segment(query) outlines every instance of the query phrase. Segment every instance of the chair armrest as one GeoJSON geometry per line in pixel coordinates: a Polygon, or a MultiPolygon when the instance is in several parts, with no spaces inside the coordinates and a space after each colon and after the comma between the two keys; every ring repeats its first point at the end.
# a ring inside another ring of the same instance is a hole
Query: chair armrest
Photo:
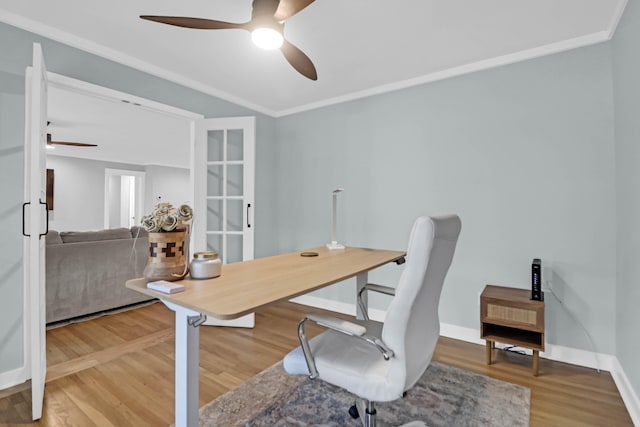
{"type": "Polygon", "coordinates": [[[395,296],[396,294],[396,288],[392,288],[391,286],[376,285],[375,283],[367,283],[360,290],[360,293],[362,293],[365,290],[374,291],[374,292],[378,292],[385,295],[391,295],[391,296],[395,296]]]}
{"type": "Polygon", "coordinates": [[[364,291],[373,291],[378,292],[385,295],[395,296],[396,290],[390,286],[376,285],[375,283],[367,283],[360,289],[358,292],[358,307],[360,307],[360,312],[362,312],[362,316],[364,320],[369,320],[369,313],[367,313],[367,308],[364,306],[364,302],[362,301],[362,294],[364,291]]]}
{"type": "Polygon", "coordinates": [[[387,347],[379,338],[366,335],[367,328],[365,328],[364,326],[323,314],[308,314],[298,324],[298,338],[300,339],[300,346],[302,347],[304,359],[307,362],[307,368],[309,369],[309,378],[311,379],[315,379],[318,377],[318,369],[316,368],[316,363],[313,359],[311,347],[309,346],[309,340],[304,333],[304,325],[307,320],[317,323],[320,326],[324,326],[325,328],[329,328],[334,331],[352,336],[354,338],[360,338],[368,342],[369,344],[372,344],[382,353],[384,360],[389,360],[393,357],[393,350],[387,347]]]}

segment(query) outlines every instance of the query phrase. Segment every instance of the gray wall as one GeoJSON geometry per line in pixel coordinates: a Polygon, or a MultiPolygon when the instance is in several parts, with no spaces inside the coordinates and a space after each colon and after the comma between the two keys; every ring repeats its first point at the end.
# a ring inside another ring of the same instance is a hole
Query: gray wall
{"type": "Polygon", "coordinates": [[[31,64],[32,43],[42,44],[49,71],[166,103],[205,117],[256,116],[256,256],[272,251],[268,243],[275,212],[268,210],[273,185],[269,171],[274,154],[275,119],[187,89],[132,68],[0,23],[0,374],[18,369],[22,354],[22,236],[24,144],[24,75],[31,64]],[[265,242],[261,244],[261,242],[265,242]],[[16,250],[16,248],[20,250],[16,250]]]}
{"type": "Polygon", "coordinates": [[[617,355],[640,394],[640,4],[627,3],[613,38],[618,183],[617,355]]]}
{"type": "MultiPolygon", "coordinates": [[[[417,216],[454,212],[441,321],[477,329],[483,287],[528,287],[539,257],[565,304],[547,296],[548,342],[591,350],[569,310],[613,354],[611,78],[600,44],[279,119],[278,251],[329,240],[336,186],[347,245],[403,249],[417,216]]],[[[353,301],[344,285],[316,295],[353,301]]]]}

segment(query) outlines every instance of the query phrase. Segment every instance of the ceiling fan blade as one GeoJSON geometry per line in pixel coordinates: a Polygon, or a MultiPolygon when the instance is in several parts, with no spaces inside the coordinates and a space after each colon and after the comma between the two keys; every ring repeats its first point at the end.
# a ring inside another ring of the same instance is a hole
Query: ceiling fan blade
{"type": "Polygon", "coordinates": [[[285,21],[314,1],[315,0],[280,0],[280,5],[278,6],[278,10],[276,10],[274,18],[276,18],[276,21],[285,21]]]}
{"type": "Polygon", "coordinates": [[[295,68],[300,74],[311,80],[318,80],[318,73],[313,62],[300,49],[284,41],[280,47],[282,54],[289,61],[289,64],[295,68]]]}
{"type": "Polygon", "coordinates": [[[97,144],[85,144],[84,142],[70,142],[70,141],[50,141],[47,144],[51,145],[68,145],[71,147],[97,147],[97,144]]]}
{"type": "Polygon", "coordinates": [[[155,16],[140,15],[141,19],[159,22],[161,24],[175,25],[176,27],[195,28],[198,30],[226,30],[229,28],[245,28],[246,24],[233,22],[214,21],[213,19],[189,18],[186,16],[155,16]]]}

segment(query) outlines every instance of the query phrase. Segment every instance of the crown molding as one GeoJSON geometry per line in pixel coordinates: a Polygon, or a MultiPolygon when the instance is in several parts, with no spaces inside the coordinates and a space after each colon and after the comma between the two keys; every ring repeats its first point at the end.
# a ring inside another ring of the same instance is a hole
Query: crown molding
{"type": "Polygon", "coordinates": [[[4,22],[14,27],[18,27],[20,29],[32,32],[34,34],[38,34],[40,36],[66,44],[76,49],[80,49],[85,52],[92,53],[104,59],[108,59],[110,61],[116,62],[118,64],[126,65],[138,71],[151,74],[152,76],[159,77],[161,79],[165,79],[173,83],[177,83],[179,85],[188,87],[190,89],[197,90],[198,92],[215,96],[216,98],[220,98],[222,100],[232,102],[241,107],[249,108],[256,112],[275,117],[275,112],[269,109],[266,109],[260,105],[256,105],[252,102],[249,102],[246,99],[239,98],[230,93],[205,85],[196,80],[187,78],[181,74],[168,71],[162,67],[158,67],[149,62],[142,61],[138,58],[124,54],[122,52],[111,49],[104,45],[94,43],[82,37],[78,37],[66,31],[61,31],[57,28],[53,28],[41,22],[25,18],[23,16],[16,15],[14,13],[7,12],[6,10],[2,10],[2,9],[0,9],[0,22],[4,22]]]}
{"type": "Polygon", "coordinates": [[[541,56],[552,55],[554,53],[560,53],[567,50],[572,50],[580,47],[590,46],[597,43],[602,43],[610,39],[611,31],[600,31],[593,34],[588,34],[582,37],[576,37],[569,40],[563,40],[557,43],[551,43],[545,46],[536,47],[533,49],[527,49],[516,53],[497,56],[495,58],[474,62],[471,64],[465,64],[458,67],[448,68],[446,70],[437,71],[434,73],[425,74],[420,77],[412,79],[390,83],[387,85],[377,86],[375,88],[366,89],[359,92],[353,92],[348,95],[339,96],[320,102],[315,102],[307,105],[303,105],[289,110],[279,111],[275,117],[283,117],[291,114],[302,113],[309,110],[315,110],[322,107],[328,107],[334,104],[341,104],[344,102],[354,101],[361,98],[367,98],[369,96],[381,95],[388,92],[394,92],[401,89],[410,88],[413,86],[419,86],[426,83],[433,83],[439,80],[445,80],[452,77],[462,76],[464,74],[475,73],[476,71],[488,70],[490,68],[500,67],[503,65],[513,64],[516,62],[522,62],[529,59],[538,58],[541,56]]]}
{"type": "Polygon", "coordinates": [[[122,52],[118,52],[106,46],[88,41],[81,37],[75,36],[71,33],[58,30],[46,24],[42,24],[40,22],[30,20],[28,18],[24,18],[19,15],[15,15],[15,14],[0,10],[0,21],[6,22],[9,25],[22,28],[32,33],[50,38],[52,40],[67,44],[69,46],[84,50],[86,52],[93,53],[105,59],[123,64],[123,65],[127,65],[129,67],[146,72],[153,76],[156,76],[165,80],[169,80],[174,83],[178,83],[185,87],[205,93],[207,95],[215,96],[225,101],[232,102],[239,106],[252,109],[256,112],[266,114],[274,118],[279,118],[279,117],[285,117],[285,116],[289,116],[297,113],[315,110],[318,108],[328,107],[335,104],[341,104],[344,102],[354,101],[361,98],[367,98],[370,96],[381,95],[384,93],[406,89],[413,86],[419,86],[426,83],[432,83],[439,80],[462,76],[464,74],[470,74],[477,71],[488,70],[488,69],[500,67],[503,65],[522,62],[529,59],[538,58],[541,56],[552,55],[555,53],[565,52],[568,50],[609,41],[611,40],[611,38],[613,37],[613,34],[615,33],[615,30],[620,22],[624,9],[627,5],[627,2],[628,0],[621,0],[618,2],[618,5],[615,9],[615,13],[613,14],[611,22],[609,23],[609,27],[602,31],[587,34],[581,37],[563,40],[557,43],[551,43],[548,45],[539,46],[532,49],[527,49],[527,50],[523,50],[523,51],[511,53],[511,54],[497,56],[497,57],[490,58],[483,61],[464,64],[457,67],[452,67],[445,70],[425,74],[423,76],[419,76],[419,77],[415,77],[415,78],[411,78],[411,79],[407,79],[399,82],[393,82],[386,85],[377,86],[371,89],[366,89],[363,91],[352,92],[347,95],[338,96],[338,97],[322,100],[319,102],[313,102],[313,103],[305,104],[299,107],[294,107],[294,108],[280,110],[280,111],[274,111],[274,110],[267,109],[263,106],[256,105],[245,99],[236,97],[232,94],[229,94],[222,90],[205,85],[193,79],[189,79],[178,73],[165,70],[161,67],[155,66],[145,61],[141,61],[137,58],[126,55],[122,52]]]}

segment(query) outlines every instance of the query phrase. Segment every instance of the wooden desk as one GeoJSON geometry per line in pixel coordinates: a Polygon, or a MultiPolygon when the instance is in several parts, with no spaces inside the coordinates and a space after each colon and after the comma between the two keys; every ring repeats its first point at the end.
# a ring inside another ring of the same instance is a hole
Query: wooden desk
{"type": "Polygon", "coordinates": [[[326,247],[308,249],[223,265],[222,275],[215,279],[176,282],[185,285],[186,290],[172,295],[147,289],[145,279],[127,281],[127,288],[159,298],[175,312],[176,427],[198,425],[198,326],[202,315],[235,319],[354,276],[358,292],[367,283],[369,270],[404,255],[399,251],[350,247],[339,251],[326,247]],[[301,252],[310,251],[319,255],[300,256],[301,252]]]}
{"type": "Polygon", "coordinates": [[[533,375],[544,351],[544,301],[529,299],[527,289],[487,285],[480,295],[480,338],[487,341],[487,365],[495,342],[533,350],[533,375]]]}

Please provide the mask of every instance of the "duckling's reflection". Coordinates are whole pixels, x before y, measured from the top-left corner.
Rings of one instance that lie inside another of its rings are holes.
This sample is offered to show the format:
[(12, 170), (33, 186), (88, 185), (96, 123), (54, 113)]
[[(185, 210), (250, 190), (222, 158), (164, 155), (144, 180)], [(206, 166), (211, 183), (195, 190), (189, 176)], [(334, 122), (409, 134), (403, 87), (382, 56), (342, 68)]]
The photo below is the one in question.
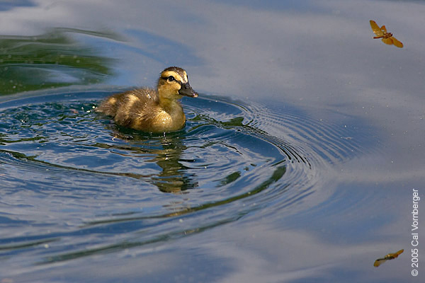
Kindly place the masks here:
[(188, 168), (180, 162), (183, 152), (187, 149), (183, 143), (185, 137), (181, 132), (160, 136), (115, 128), (113, 133), (115, 138), (131, 141), (134, 144), (147, 144), (140, 147), (140, 151), (154, 155), (154, 157), (149, 161), (155, 162), (162, 169), (160, 173), (152, 176), (152, 183), (162, 192), (178, 193), (198, 187), (198, 182), (193, 179), (193, 175), (186, 173)]

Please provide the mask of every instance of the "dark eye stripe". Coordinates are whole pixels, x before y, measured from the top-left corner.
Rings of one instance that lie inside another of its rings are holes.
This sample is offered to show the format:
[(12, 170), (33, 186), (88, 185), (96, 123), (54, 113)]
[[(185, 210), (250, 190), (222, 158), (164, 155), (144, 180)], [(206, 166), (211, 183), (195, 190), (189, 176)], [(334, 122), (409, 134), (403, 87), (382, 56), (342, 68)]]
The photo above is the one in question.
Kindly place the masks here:
[(174, 78), (173, 76), (162, 76), (161, 79), (168, 81), (176, 81), (178, 83), (180, 83), (181, 85), (181, 82), (178, 81), (176, 79), (176, 78)]

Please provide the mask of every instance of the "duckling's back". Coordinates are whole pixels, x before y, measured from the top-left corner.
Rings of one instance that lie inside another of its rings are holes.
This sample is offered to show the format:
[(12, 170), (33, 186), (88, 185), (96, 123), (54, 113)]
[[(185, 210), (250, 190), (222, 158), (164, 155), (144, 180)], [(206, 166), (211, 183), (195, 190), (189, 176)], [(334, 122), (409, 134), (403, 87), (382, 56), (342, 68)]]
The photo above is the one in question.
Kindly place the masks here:
[(110, 96), (97, 112), (113, 117), (124, 127), (151, 131), (151, 122), (158, 110), (158, 93), (151, 88), (140, 88)]

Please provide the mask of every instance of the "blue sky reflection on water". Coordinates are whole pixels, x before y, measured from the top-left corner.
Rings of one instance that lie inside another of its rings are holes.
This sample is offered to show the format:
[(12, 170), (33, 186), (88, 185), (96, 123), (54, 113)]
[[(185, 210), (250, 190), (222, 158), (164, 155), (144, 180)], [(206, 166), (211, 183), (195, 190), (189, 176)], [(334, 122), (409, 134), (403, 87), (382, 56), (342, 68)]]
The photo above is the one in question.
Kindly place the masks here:
[[(83, 258), (48, 273), (40, 267), (18, 276), (17, 268), (11, 275), (18, 282), (64, 275), (67, 282), (84, 282), (94, 270), (98, 282), (166, 275), (176, 282), (191, 275), (224, 282), (410, 282), (412, 189), (424, 190), (425, 175), (424, 2), (19, 3), (0, 6), (2, 35), (58, 27), (119, 35), (120, 40), (74, 35), (116, 59), (117, 75), (105, 84), (152, 86), (159, 70), (181, 65), (200, 93), (260, 101), (276, 117), (290, 105), (361, 142), (323, 166), (314, 193), (293, 211), (271, 207), (204, 233), (94, 261)], [(386, 25), (404, 47), (373, 40), (370, 19)], [(314, 150), (314, 138), (297, 137), (278, 122), (262, 129), (292, 134), (294, 143)], [(374, 269), (375, 258), (400, 248), (404, 254)]]

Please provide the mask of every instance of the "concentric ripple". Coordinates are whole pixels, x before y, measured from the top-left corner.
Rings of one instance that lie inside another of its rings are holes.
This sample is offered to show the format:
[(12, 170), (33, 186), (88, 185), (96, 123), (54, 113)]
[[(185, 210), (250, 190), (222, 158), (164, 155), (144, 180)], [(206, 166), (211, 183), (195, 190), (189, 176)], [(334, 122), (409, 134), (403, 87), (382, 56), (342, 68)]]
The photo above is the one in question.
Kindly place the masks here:
[(186, 99), (183, 129), (149, 134), (95, 113), (109, 94), (0, 104), (2, 256), (33, 265), (153, 244), (312, 192), (314, 154), (261, 129), (261, 105)]

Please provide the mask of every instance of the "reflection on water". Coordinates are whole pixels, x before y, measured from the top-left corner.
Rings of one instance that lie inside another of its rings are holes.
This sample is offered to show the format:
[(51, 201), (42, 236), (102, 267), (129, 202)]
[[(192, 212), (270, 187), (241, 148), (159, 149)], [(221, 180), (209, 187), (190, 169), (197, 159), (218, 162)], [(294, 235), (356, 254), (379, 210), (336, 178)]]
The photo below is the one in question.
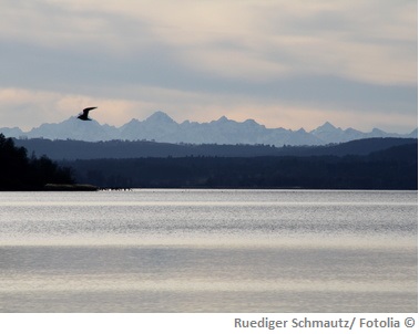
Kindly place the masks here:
******
● WHAT YOU ARE ASKED TO DO: Could you arrange the stretch above from the line containing "of the wooden" through the line containing "175), (186, 173)]" as a numbered list, with blank lines and pictures left out?

● WRITTEN REPLY:
1. segment(query) outlines every instance of the query phrase. Segment every instance of the wooden desk as one GeoJSON geometry per line in pixel coordinates: a Polygon, or a MultiPolygon when the instance is in several parts, with no spaces inside the coordinates and a space after each colon and after the comma between the two keys; every ring repeats its first point at the end.
2. # a ring inside another ring of the same instance is a hole
3. Query: wooden desk
4. {"type": "Polygon", "coordinates": [[[326,247],[308,249],[223,265],[222,275],[215,279],[176,282],[185,285],[186,290],[172,295],[147,289],[145,279],[127,281],[127,288],[159,298],[175,312],[176,427],[198,425],[198,326],[202,315],[235,319],[354,276],[358,292],[367,283],[369,270],[404,255],[399,251],[350,247],[339,251],[326,247]],[[301,252],[310,251],[319,255],[300,256],[301,252]]]}
5. {"type": "Polygon", "coordinates": [[[533,375],[544,351],[544,301],[529,299],[527,289],[487,285],[480,295],[480,338],[487,341],[487,365],[495,342],[533,350],[533,375]]]}
6. Please provide the mask of every instance of the "duckling's reflection". Coordinates are whole pixels, x before y, measured from the top-left corner.
7. Rings of one instance that lie inside another of its rings are holes.
8. This sample is offered to show the format:
9. [(12, 170), (33, 186), (88, 185), (96, 123), (54, 113)]
10. [[(185, 210), (250, 190), (222, 158), (164, 155), (144, 180)], [(206, 166), (211, 183), (195, 190), (189, 176)], [(334, 122), (409, 134), (403, 87), (382, 56), (342, 68)]]
11. The photo below is the one in question.
12. Kindly place the masks here:
13. [(188, 168), (180, 162), (183, 152), (187, 149), (183, 143), (185, 137), (181, 132), (160, 136), (115, 128), (113, 133), (115, 138), (131, 141), (134, 144), (147, 144), (140, 147), (140, 151), (154, 155), (154, 157), (149, 161), (155, 162), (162, 169), (160, 173), (152, 176), (152, 183), (162, 192), (178, 193), (198, 187), (198, 182), (193, 179), (193, 175), (186, 173)]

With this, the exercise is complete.